Mangala challenges the politics of division

By Harim Peiris

Finance Minister Mangala Samaraweera, who recently celebrated 30 years in public life, is certainly no ordinary politician. He has always, throughout his career, been more of a leader, than a follower and generally challenged conventional political wisdom and done so, mostly successfully. During his youthful beginnings in politics, during the second JVP insurrection, he fought hard for human rights and the cause of the disappeared. When the southern SLFP leadership was toying with boycotting the 1989 general election, he jumped into the fray.

As a young freshman SLFP parliamentarian in 1989, he was a key operative in seeking the easing upstairs of the iconic Madam Sirimavo Bandaranaike and the induction of the next generation of leadership under Chandrika Bandaranaike Kumaratunga. As CBK then resolutely swung the SLFP, from the opponent of provincial councils, into an enlightened political party presenting a political package of accommodation and inclusiveness, Mangala Samaraweera was at the forefront of that change through the "Sudu-Nelum" movement.

In more recent times, he was one of the earliest nay-sayers about the Rajapakse regime’s excesses, from its own front benches as Foreign Minister and his critique of its human rights and forecast of its international consequences was almost prophetic in their accuracy and remarkable in its foresight. During the current post 2015 dispensation, Mangala took the leadership on the delivery of national reconciliation as Foreign Minister and now as Finance Minister, he is spearheading the next generation of essential reforms and our tortuously slow economic recovery from the expensive Chinese debt funded, allegedly corrupt, budget busting white elephant projects of the previous era.

--------------------------------------------------

### To be done
A – Translate this sentence from the piece on Mangala Samaraweera into Spanish: "When the southern SLFP leadership was toying with boycotting the 1989 general election, he jumped into the fray."
B – In one to three sentences, explain why the piece on Mangala Samaraweera calls him "no ordinary politician."
C – Carry on with the piece on Mangala Samaraweera, picking up after its final sentence.

### Given records
--------------------------------------------------

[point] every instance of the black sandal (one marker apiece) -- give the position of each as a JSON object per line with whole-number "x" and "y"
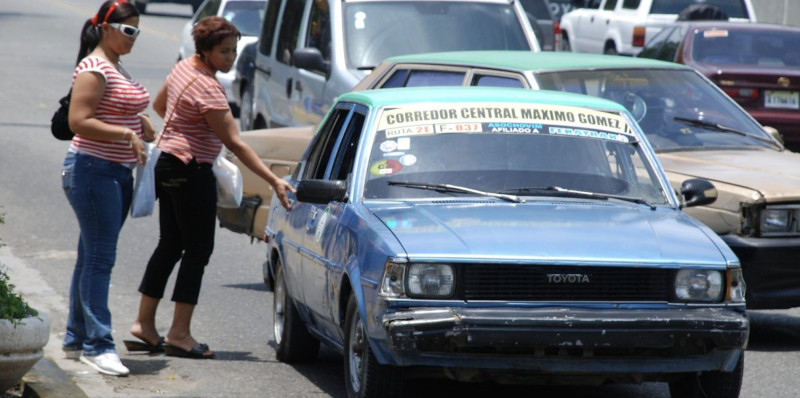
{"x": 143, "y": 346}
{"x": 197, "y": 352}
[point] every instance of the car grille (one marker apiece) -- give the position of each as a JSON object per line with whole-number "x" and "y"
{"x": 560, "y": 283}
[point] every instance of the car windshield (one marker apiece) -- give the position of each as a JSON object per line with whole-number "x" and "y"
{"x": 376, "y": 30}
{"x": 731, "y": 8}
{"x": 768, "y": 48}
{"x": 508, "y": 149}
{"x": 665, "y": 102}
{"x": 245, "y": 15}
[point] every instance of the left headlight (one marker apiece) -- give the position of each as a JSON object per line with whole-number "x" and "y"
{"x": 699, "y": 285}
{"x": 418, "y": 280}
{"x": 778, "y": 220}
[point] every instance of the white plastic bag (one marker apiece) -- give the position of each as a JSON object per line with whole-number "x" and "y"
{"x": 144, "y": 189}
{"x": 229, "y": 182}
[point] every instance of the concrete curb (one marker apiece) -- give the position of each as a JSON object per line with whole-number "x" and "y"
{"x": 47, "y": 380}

--------------------------------------------------

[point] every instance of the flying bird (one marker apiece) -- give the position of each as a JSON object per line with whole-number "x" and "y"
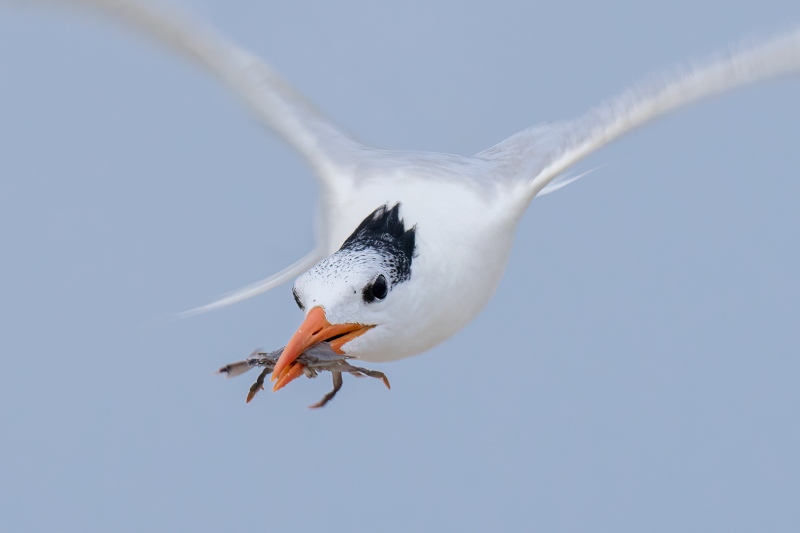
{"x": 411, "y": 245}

--------------------------------------------------

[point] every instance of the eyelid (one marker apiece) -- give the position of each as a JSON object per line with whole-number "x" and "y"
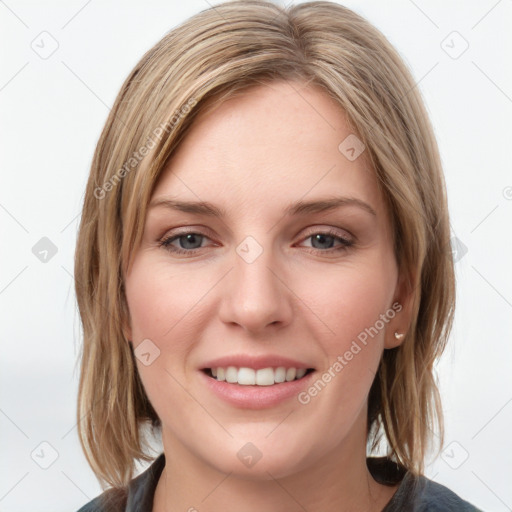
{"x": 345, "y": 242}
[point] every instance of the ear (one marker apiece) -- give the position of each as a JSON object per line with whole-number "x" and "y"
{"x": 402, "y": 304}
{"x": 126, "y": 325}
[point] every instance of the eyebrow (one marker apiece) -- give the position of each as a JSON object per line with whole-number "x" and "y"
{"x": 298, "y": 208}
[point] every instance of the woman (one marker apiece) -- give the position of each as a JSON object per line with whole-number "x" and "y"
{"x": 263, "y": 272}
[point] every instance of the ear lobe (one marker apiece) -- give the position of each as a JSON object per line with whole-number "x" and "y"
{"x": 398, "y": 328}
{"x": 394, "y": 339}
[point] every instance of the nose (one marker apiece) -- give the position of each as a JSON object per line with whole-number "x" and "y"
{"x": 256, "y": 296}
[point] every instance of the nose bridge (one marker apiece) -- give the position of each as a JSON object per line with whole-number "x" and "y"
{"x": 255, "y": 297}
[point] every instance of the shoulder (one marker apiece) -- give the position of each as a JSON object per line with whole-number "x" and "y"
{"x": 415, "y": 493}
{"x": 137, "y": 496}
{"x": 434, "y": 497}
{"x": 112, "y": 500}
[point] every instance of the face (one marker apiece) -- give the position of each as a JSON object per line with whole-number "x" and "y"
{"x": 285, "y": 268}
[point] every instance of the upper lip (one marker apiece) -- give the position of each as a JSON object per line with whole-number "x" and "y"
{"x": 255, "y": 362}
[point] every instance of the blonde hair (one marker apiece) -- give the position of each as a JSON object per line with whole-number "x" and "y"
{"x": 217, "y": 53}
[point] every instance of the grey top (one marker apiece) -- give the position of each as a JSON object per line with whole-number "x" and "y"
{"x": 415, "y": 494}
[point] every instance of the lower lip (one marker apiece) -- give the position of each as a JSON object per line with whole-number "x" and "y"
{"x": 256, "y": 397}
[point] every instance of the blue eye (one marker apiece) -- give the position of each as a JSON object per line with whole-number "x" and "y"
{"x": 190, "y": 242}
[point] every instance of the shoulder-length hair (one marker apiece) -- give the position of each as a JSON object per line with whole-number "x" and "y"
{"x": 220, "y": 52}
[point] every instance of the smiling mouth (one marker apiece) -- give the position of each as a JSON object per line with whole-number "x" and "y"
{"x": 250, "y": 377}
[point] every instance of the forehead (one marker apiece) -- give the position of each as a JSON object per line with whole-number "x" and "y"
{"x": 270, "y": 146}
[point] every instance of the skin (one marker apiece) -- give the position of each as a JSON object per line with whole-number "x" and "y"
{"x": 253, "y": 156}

--------------------------------------------------

### Answers to the problems
A – Cuando la dirigencia sureña del SLFP coqueteaba con la idea de boicotear las elecciones generales de 1989, él se lanzó a la contienda.

B – Throughout his career he has been more of a leader than a follower. He has generally challenged conventional political wisdom, mostly with success.

C –
Unifying rather than dividing

So, Minister Mangala Samaraweera is a clear opinion leader and a catalyst for change. Recently, especially in the aftermath of the horrendous Easter bomb attacks, he has been articulating a unifying vision of us coming together as a nation to face our common enemy. This is in the context, where the predominant political response, after the initial calm created by the Christian community’s resolute decision to forgive and not retaliate, has been to divide and hate monger. He has also not been reluctant to take on the sacred cows of our religious leaders, when they are engaging in more temporal pursuits such as "fasts unto deaths" and open support for the same.

Sri Lanka is a deeply divided society. We are divided along every possible social fault line imaginable. We are divided along ethnic, religious, linguistic, caste and class lines. Sri Lanka has essentially failed post-independence to forge a multi-ethnic, multi-religious, multi-lingual national identity which over aches our more parochial ethno-religious identities. In fact, our giant neighbour India has done a remarkable job in creating such a national Indian identity from a mosaic of different ethno-linguistic groups. The goal of a Sri Lankan identity remains elusive and the task of reforms towards a Sri Lankan state which accommodates the diversity of her peoples is challenging.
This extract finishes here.